Exercise aim »
Reproduce all of the lines below, replacing each occurrence of "wooden" with "timber" and leaving everything else untouched.
>> Begin
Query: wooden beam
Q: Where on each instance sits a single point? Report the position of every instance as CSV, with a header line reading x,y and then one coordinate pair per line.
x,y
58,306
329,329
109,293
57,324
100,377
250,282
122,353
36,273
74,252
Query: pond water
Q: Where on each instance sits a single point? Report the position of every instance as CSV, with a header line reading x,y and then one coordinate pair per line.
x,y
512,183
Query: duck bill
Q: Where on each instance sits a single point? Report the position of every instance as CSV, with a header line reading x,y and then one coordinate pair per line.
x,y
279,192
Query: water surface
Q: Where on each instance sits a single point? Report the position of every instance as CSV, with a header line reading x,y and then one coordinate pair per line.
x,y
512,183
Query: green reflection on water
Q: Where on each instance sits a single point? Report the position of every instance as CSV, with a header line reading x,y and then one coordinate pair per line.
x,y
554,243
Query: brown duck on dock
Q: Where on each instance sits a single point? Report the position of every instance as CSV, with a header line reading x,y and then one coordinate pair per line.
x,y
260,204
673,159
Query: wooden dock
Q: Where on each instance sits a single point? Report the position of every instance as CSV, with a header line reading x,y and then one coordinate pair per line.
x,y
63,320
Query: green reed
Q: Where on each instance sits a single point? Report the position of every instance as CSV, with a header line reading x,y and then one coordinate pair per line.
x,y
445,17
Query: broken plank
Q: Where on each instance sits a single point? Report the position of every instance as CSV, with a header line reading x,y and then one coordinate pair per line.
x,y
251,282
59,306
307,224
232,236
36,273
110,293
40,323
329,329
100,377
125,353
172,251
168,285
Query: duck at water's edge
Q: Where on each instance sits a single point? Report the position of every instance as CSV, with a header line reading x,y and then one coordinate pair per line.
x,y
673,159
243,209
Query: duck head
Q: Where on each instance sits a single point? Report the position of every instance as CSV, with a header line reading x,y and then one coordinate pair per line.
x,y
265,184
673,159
>> End
Expected answer »
Query: timber beam
Q: Where on each instance sits a single point? Report the position of every instance as CSV, with a header line reading x,y and then one coordinate pair per line.
x,y
58,306
329,329
109,293
57,324
100,377
250,282
122,353
36,273
74,252
Query: pond water
Q: Where on each instance sits a single point? Report the position of every instance as CSV, with a header line reading x,y and then one coordinate pair per line.
x,y
512,183
Query: duck bill
Q: Where on each instance sits a single point? Report the position of every instance as CSV, with a header line reading x,y and then one coordinate pair per line.
x,y
279,192
Query: water surface
Q: Where on each instance sits a single point? Report the position of every instance as CSV, with a header line reading x,y and then one coordinate pair per line.
x,y
512,183
Query: green reflection on water
Q: Where on each instance sits a single point? Report the position of every instance as CSV, with a header line reading x,y and then one coordinate pair per line.
x,y
554,243
Query: brown duck on dock
Q: Where on each instance sits a single point? Report the position of every instance as CSV, with a header line reading x,y and then one coordinate pair per line.
x,y
260,204
673,159
Query: timber dock
Q: Where on each instance sits a single point? Report the position of every instance as CSV, with a header line reading x,y and then one coordinate pair per line.
x,y
63,320
Query: green reed
Q: Where on each instance sits a single point? Report the position of every instance as CSV, with a header line reading x,y and then one coordinate pair per line.
x,y
445,17
Query: broken plank
Q: Where on each instance sits a single point? Report the position of every instance as CSV, with a header line reading x,y and then one coordinate pair per line.
x,y
251,282
59,306
307,224
232,236
36,273
110,293
40,323
329,329
100,377
125,353
172,251
168,285
Query: duck at water's edge
Q: Where on each instance sits a single point? Report the position of every instance as CSV, with a header line reading x,y and then one coordinate pair per line.
x,y
673,159
243,209
Query: duck head
Q: Where on each instance sits a single point? Report the position of every instance as CSV, with a header line reading x,y and then one coordinate pair per line.
x,y
265,184
673,159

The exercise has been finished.